>> Start Text block

It’s not the human, but the God in them we should trust
Loving them anyway, correcting gently when we must
Knowing that God’s love in a person’s heart
Doesn't make them perfect, but gives a good place to start
Changing the chant when others look our way
Showing them how God can teach us to say
I love you
I love you
I love you
I love you

Tuesday, August 24, 2010

God's Providence...

No risk, no reward. It's the mantra of many a stockbroker (as well as "pass the Tums--my ulcers are killing me!"). It should also, in some respects, be the mantra of Christians. If we stay in our cozy little familiar worlds, we may be "safe," but we can also miss out on many great blessings. Even opportunities that seem illogical or hardly attainable can be brought to our doorsteps by a wonderful and powerful God.

On August 17th, I was told by my father about an ad he saw in the paper asking for English teachers to help with tutoring students. While I am ok with the two jobs I have now, I was intrigued. I looked the ad up online and found a second listing for a teacher, but this one hadn't been printed in the paper. It was for a adjunct communication teacher to teach public speaking courses at a local university. This university was one I had finished my undergraduate degree and also completed my master's degree at. I loved this school, missed it terribly, and while all schools have their problems, I would love to teach there. It got my attention...but there was a problem. I had a MA in English. This called for a MA in Communications. There is a lot of overlap between the two fields, but they are very different. Community colleges will let English majors teach many communication classes, but universities often are pickier. I wasn't qualified to apply.

>> End Text block

### Stated exercise A
Reproduce verbatim everything in the passage about God's providence from "God's Providence..." down to "and powerful God.".
### Stated exercise B
Resume the passage about God's providence, picking up right after its final sentence.

>> Start Recorded data

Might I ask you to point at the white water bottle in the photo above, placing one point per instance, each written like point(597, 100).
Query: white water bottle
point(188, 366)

>> End Recorded data

### Exercise answer A
God's Providence...

No risk, no reward. It's the mantra of many a stockbroker (as well as "pass the Tums--my ulcers are killing me!"). It should also, in some respects, be the mantra of Christians. If we stay in our cozy little familiar worlds, we may be "safe," but we can also miss out on many great blessings. Even opportunities that seem illogical or hardly attainable can be brought to our doorsteps by a wonderful and powerful God.

### Exercise answer B
Something made me call the provost office, though, and ask if the position was still open. The deadline for applications was August 18 (*really* late in the semester to be hiring!) and according to the secretary, she didn't think anyone had applied, but knew for sure that no one had been hired. At this news, I knew there were a few things going for me. First, I had taught several sections of public speaking at the community college I worked at, and was pretty sure both colleges used the same textbook. Second, being an alumnus, I had some connections and had a good reputation among the English faculty. Third, if they were within a week of classes starting and no one had applied, they'd be desperate enough to hire anyone. Desperate times are what get green teachers like me hired. :)

So I ran home and spent a few hours updating my CV and working on a cover letter and teaching philosophy. I had only mixed hopes about this job...and when I didn't hear anything by the weekend, I just shrugged it off. It was a very long shot anyway. I had two good jobs that together paid for my bills. God had blessed me.

Today, I get a phone call at 3:30 in the afternoon. Someone from the selection committee is calling to see if I could do a phone interview today. "I'm in town, so would being there in person be better?" He seemed pleasantly surprised at my suggestion and jumped on it, asking me to be there in an hour. I rush home, change, try to do something with my crazy hair, and get back to the university just in time for the interview. I find myself in a room with five people, all kind professors who seem really helpful and supportive. One of the professors has a wife who works at the community college with me, so it was nice to have that connection.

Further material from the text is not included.